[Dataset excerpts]

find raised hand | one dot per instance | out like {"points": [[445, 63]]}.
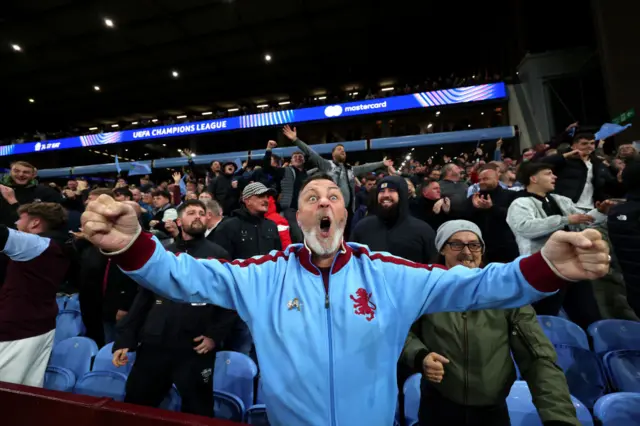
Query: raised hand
{"points": [[578, 255], [291, 134], [109, 225], [433, 367]]}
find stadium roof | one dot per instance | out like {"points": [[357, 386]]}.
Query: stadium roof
{"points": [[70, 63]]}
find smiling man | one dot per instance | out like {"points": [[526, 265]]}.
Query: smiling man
{"points": [[330, 319]]}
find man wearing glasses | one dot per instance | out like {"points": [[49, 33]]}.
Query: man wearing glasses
{"points": [[465, 357]]}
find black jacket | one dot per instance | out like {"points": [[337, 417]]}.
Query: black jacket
{"points": [[624, 233], [244, 235], [500, 242], [572, 176], [157, 321], [222, 191], [403, 235]]}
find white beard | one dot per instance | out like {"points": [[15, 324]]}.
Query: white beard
{"points": [[322, 247]]}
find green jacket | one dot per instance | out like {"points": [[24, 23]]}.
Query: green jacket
{"points": [[478, 345]]}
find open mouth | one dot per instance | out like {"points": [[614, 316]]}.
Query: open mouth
{"points": [[325, 226]]}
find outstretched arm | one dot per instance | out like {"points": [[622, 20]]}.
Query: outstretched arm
{"points": [[21, 246], [182, 278]]}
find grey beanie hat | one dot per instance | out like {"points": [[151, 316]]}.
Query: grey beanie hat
{"points": [[447, 229]]}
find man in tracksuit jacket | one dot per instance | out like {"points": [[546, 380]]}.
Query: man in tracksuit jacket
{"points": [[39, 263], [330, 318], [466, 356]]}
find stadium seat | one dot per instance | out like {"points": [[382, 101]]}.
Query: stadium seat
{"points": [[623, 369], [102, 384], [235, 373], [227, 406], [68, 324], [257, 415], [173, 401], [563, 332], [585, 377], [411, 391], [59, 378], [74, 302], [613, 335], [618, 409], [104, 357], [75, 354], [523, 413]]}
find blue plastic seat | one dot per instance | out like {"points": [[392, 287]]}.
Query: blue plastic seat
{"points": [[623, 369], [411, 391], [59, 378], [257, 415], [523, 413], [235, 373], [74, 302], [614, 335], [103, 361], [68, 324], [561, 331], [618, 409], [75, 354], [227, 406], [173, 401], [107, 384], [585, 377]]}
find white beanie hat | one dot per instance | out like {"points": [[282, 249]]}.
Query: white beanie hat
{"points": [[447, 229]]}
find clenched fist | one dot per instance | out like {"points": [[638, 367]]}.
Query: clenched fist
{"points": [[433, 367], [109, 225]]}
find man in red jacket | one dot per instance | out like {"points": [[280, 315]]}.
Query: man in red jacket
{"points": [[281, 222]]}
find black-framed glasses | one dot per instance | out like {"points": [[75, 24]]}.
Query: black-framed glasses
{"points": [[459, 246]]}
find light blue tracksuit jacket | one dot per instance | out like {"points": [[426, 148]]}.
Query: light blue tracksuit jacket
{"points": [[330, 358]]}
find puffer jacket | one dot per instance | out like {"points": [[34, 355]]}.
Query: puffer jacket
{"points": [[481, 372]]}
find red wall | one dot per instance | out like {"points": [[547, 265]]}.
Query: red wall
{"points": [[24, 405]]}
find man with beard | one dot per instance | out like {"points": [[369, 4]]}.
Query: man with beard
{"points": [[465, 357], [330, 318], [392, 228], [178, 341], [224, 188]]}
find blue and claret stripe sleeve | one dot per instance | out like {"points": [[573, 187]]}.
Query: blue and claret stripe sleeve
{"points": [[233, 285], [21, 246], [420, 289]]}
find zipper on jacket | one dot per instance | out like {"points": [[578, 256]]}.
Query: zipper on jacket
{"points": [[330, 337], [466, 358]]}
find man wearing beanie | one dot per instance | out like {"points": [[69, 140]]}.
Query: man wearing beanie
{"points": [[392, 228], [465, 357]]}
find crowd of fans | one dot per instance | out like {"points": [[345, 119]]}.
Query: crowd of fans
{"points": [[478, 208]]}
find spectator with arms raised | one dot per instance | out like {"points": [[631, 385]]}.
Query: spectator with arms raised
{"points": [[334, 311]]}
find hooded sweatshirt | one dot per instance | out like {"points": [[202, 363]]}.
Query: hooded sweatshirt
{"points": [[399, 234]]}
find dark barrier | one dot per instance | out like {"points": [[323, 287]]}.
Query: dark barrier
{"points": [[24, 405]]}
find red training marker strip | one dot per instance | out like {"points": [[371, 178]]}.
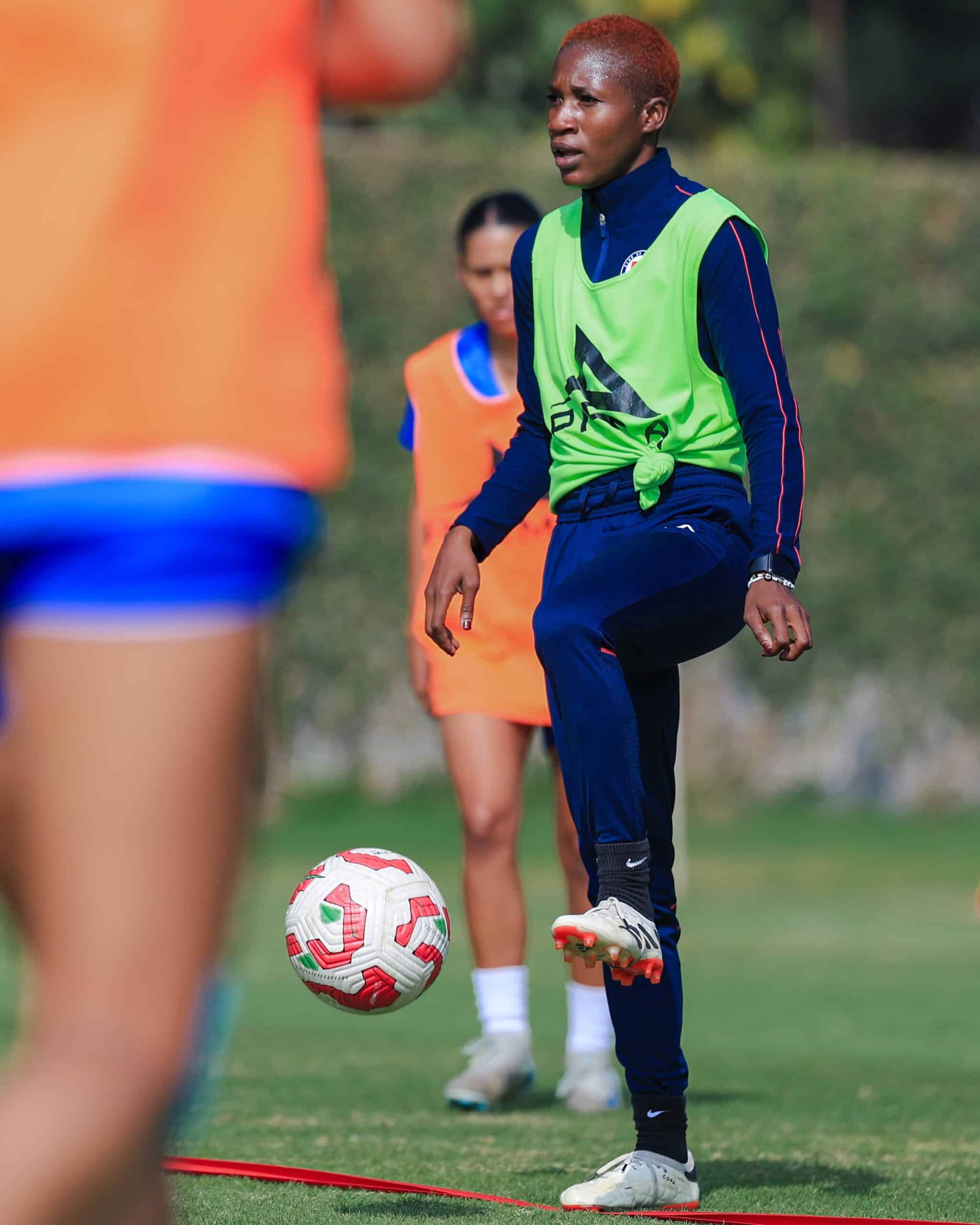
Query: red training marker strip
{"points": [[352, 1182]]}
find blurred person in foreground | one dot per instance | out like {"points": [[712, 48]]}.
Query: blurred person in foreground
{"points": [[461, 413], [652, 371], [172, 389]]}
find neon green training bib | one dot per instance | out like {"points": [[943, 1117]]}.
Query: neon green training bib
{"points": [[618, 363]]}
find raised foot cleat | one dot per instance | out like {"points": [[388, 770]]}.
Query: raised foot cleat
{"points": [[614, 933], [591, 1083], [635, 1181], [500, 1069]]}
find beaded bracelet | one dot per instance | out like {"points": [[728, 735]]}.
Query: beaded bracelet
{"points": [[772, 579]]}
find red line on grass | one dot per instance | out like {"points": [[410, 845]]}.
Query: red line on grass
{"points": [[353, 1182]]}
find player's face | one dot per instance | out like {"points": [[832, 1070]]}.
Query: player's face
{"points": [[597, 128], [484, 270]]}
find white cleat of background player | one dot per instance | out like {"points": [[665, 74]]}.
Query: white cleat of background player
{"points": [[614, 933], [500, 1068], [637, 1180], [591, 1083]]}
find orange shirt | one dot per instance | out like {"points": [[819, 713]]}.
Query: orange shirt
{"points": [[161, 230], [456, 436]]}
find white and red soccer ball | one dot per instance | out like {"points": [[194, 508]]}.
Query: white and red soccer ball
{"points": [[368, 930]]}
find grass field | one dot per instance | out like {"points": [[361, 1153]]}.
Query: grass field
{"points": [[834, 1005]]}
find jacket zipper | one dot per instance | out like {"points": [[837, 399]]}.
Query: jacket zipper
{"points": [[603, 250]]}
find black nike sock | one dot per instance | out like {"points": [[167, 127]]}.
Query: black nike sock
{"points": [[625, 874], [661, 1125]]}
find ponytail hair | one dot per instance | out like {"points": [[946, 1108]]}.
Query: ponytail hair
{"points": [[498, 209]]}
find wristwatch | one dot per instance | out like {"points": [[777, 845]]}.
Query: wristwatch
{"points": [[773, 564]]}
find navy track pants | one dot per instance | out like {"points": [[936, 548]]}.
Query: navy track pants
{"points": [[628, 596]]}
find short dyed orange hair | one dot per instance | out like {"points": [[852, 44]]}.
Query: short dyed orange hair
{"points": [[651, 68]]}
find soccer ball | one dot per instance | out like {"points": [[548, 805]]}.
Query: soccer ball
{"points": [[368, 930]]}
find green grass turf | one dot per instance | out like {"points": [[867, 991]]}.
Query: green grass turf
{"points": [[832, 987]]}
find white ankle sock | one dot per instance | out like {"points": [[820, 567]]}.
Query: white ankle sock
{"points": [[590, 1026], [502, 999]]}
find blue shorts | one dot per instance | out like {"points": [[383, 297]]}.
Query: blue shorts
{"points": [[122, 549]]}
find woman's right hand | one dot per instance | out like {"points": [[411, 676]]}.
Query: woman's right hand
{"points": [[418, 673], [456, 570]]}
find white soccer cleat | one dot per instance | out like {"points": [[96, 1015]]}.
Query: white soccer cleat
{"points": [[613, 933], [591, 1082], [499, 1069], [637, 1180]]}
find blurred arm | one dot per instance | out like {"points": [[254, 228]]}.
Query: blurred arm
{"points": [[389, 51], [521, 479], [414, 555]]}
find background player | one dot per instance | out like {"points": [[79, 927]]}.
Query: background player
{"points": [[650, 363], [461, 413], [172, 388]]}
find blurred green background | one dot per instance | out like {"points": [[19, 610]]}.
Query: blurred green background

What the exercise asks:
What you return should be the entries from above, unchanged and without their images.

The answer:
find raised hand | one dot per instance | out like {"points": [[445, 63]]}.
Query: raised hand
{"points": [[578, 255], [291, 134], [109, 225], [433, 367]]}
find stadium roof | one dot per instance | out like {"points": [[357, 386]]}.
Query: stadium roof
{"points": [[70, 63]]}
find smiling man | one dot per instance | out like {"points": [[526, 265]]}.
Query: smiling man
{"points": [[330, 319]]}
find man wearing glasses | one dot per instance | out like {"points": [[49, 33]]}.
Query: man wearing glasses
{"points": [[465, 357]]}
find black jacket | one dot per instance | out like {"points": [[337, 417]]}.
Query: black jacket
{"points": [[624, 233], [244, 235], [500, 242], [572, 176], [157, 321], [222, 191], [403, 235]]}
find white beard | one dot per instance | out like {"points": [[15, 324]]}.
Query: white beard
{"points": [[322, 247]]}
find green jacket | one dot per instance | out like {"points": [[24, 23]]}.
Query: green jacket
{"points": [[478, 345]]}
find open mouth | one dot per instance | out like {"points": [[614, 316]]}.
Query: open mouth
{"points": [[325, 226]]}
find outstretched arm | one dot per instance | out like {"points": [[622, 20]]}.
Query: outstretched arm
{"points": [[21, 246], [182, 278]]}
find grey beanie hat | one dot per instance | out like {"points": [[151, 316]]}.
Query: grey beanie hat
{"points": [[447, 229]]}
find man in tracksuit jacket | one dot per instance | out like {"points": [[546, 380]]}.
Query: man in tracksuit jacket
{"points": [[39, 263], [330, 318], [466, 356]]}
find stadium seat | one dot per instance | out like {"points": [[382, 101]]}.
Query: stadium seat
{"points": [[623, 369], [102, 384], [235, 373], [227, 406], [68, 324], [257, 415], [173, 401], [563, 332], [585, 377], [411, 391], [59, 378], [74, 302], [613, 335], [618, 409], [104, 357], [75, 354], [523, 413]]}
find blue plastic seat | one dot per instance | out like {"points": [[392, 287]]}.
Query: blue plastic seat
{"points": [[623, 369], [411, 391], [59, 378], [257, 415], [523, 413], [235, 373], [74, 302], [614, 335], [103, 361], [68, 324], [561, 331], [618, 409], [75, 354], [227, 406], [173, 401], [107, 384], [585, 377]]}
find white beanie hat | one dot per instance | out like {"points": [[282, 249]]}.
Query: white beanie hat
{"points": [[447, 229]]}
find clenched fist | one dot per instance | out like {"points": [[638, 367]]}.
Query: clenched fist
{"points": [[433, 367], [109, 225]]}
find man in red jacket | one dot per instance | out like {"points": [[280, 315]]}.
Query: man in red jacket
{"points": [[281, 222]]}
find black-framed glasses | one dot per instance | out like {"points": [[75, 24]]}.
Query: black-framed glasses
{"points": [[459, 246]]}
find light blue tracksuit jacket | one dot per instance | out like {"points": [[426, 148]]}.
Query: light blue tracksuit jacket
{"points": [[330, 358]]}
find puffer jacket | one dot per instance | out like {"points": [[34, 355]]}.
Query: puffer jacket
{"points": [[481, 372]]}
find red wall | one dot per instance | out like {"points": [[547, 265]]}.
Query: red wall
{"points": [[24, 405]]}
find man with beard | one dot per instance | out like {"points": [[369, 4]]}.
Query: man with beard
{"points": [[465, 357], [330, 318], [392, 228], [178, 341], [224, 188]]}
find blue and claret stripe sleeve | one dot per instance | out like {"points": [[573, 187]]}.
Query: blue and claret stripe sleeve
{"points": [[233, 285], [21, 246], [420, 289]]}
find zipper on jacket | one dot per instance | out like {"points": [[578, 256]]}.
Query: zipper on jacket
{"points": [[330, 337], [466, 358]]}
find man wearing beanie | one dot per instance | out like {"points": [[69, 140]]}.
Query: man wearing beanie
{"points": [[392, 228], [465, 357]]}
find crowd of fans | one dot per instance | out like {"points": [[345, 119]]}.
Query: crowd of fans
{"points": [[478, 208]]}
find spectator with arms raised | one dot per instance | out like {"points": [[631, 385]]}.
Query: spectator with arms raised
{"points": [[334, 311]]}
find hooded sweatshirt | one dot per instance | out like {"points": [[202, 363]]}.
Query: hooded sweatshirt
{"points": [[399, 234]]}
find dark barrier | one dot per instance | out like {"points": [[323, 287]]}.
Query: dark barrier
{"points": [[24, 405]]}
find red training marker strip | one dot per instance | out like {"points": [[371, 178]]}.
Query: red training marker strip
{"points": [[352, 1182]]}
find blurred person in foreground | one dot per instance | out like {"points": [[712, 48]]}.
Query: blurred person in foreground
{"points": [[461, 413], [652, 371], [172, 389]]}
find neon green training bib | one dot per instance | out like {"points": [[943, 1117]]}.
Query: neon green training bib
{"points": [[618, 363]]}
find raised foot cleat | one dot per instance | out like {"points": [[388, 770]]}.
Query: raised foot cleat
{"points": [[614, 933], [591, 1083], [635, 1181], [500, 1069]]}
find beaded bracelet | one dot per instance | out like {"points": [[728, 735]]}.
Query: beaded bracelet
{"points": [[772, 579]]}
find red line on grass | one dot per instance | out like {"points": [[410, 845]]}.
Query: red line on grass
{"points": [[353, 1182]]}
find player's face | one dot per instance | out like {"points": [[832, 1070]]}.
Query: player's face
{"points": [[597, 128], [484, 270]]}
find white cleat of background player | one dot per instance | out like {"points": [[665, 74]]}.
Query: white cleat of background player
{"points": [[614, 933], [500, 1068], [637, 1180], [591, 1083]]}
find orange shirt | one dot per instance | out like {"points": [[819, 713]]}.
Query: orange shirt
{"points": [[161, 230], [456, 436]]}
find white and red soccer ball | one dot per instance | out like {"points": [[194, 508]]}.
Query: white and red soccer ball
{"points": [[368, 930]]}
find grass field | one dot per instance | out like {"points": [[361, 1153]]}.
Query: grass field
{"points": [[834, 1005]]}
find jacket zipper | one dot per instance | out like {"points": [[837, 399]]}.
Query: jacket zipper
{"points": [[603, 250]]}
find black nike sock | one dot per instance | out like {"points": [[167, 127]]}.
Query: black nike sock
{"points": [[625, 874], [661, 1125]]}
find ponytail hair | one dot per instance | out like {"points": [[946, 1108]]}.
Query: ponytail hair
{"points": [[498, 209]]}
find wristwatch | one dot per instance | out like {"points": [[777, 845]]}.
Query: wristwatch
{"points": [[773, 564]]}
find navy track pants | one dot per instance | out like {"points": [[936, 548]]}.
Query: navy track pants
{"points": [[628, 596]]}
find short dyed orange hair | one dot per instance | out like {"points": [[852, 44]]}.
Query: short dyed orange hair
{"points": [[651, 68]]}
find soccer ball | one dot per instance | out like {"points": [[548, 805]]}.
Query: soccer ball
{"points": [[368, 930]]}
find green grass turf | one dot per instance | out like {"points": [[867, 991]]}.
Query: green grass turf
{"points": [[832, 987]]}
find white ankle sock | one dot per instance | out like {"points": [[820, 567]]}.
Query: white ankle sock
{"points": [[590, 1026], [502, 999]]}
find blue shorts | one dot per instance | out like {"points": [[383, 297]]}.
Query: blue shorts
{"points": [[122, 549]]}
find woman's right hand | one dot per instance | out like {"points": [[411, 676]]}.
Query: woman's right hand
{"points": [[418, 673], [456, 570]]}
find white soccer cleat | one dot per instance | out like {"points": [[96, 1015]]}.
Query: white soccer cleat
{"points": [[613, 933], [591, 1082], [499, 1069], [637, 1180]]}
find blurred arm | one dot per instance | out like {"points": [[254, 228]]}.
Query: blurred arm
{"points": [[389, 51], [521, 479], [414, 555]]}
find background player | one dot per instance | out like {"points": [[79, 927]]}.
Query: background player
{"points": [[650, 363], [461, 413], [172, 388]]}
find blurred green background | one dot per instance | out like {"points": [[19, 610]]}.
Query: blurred green background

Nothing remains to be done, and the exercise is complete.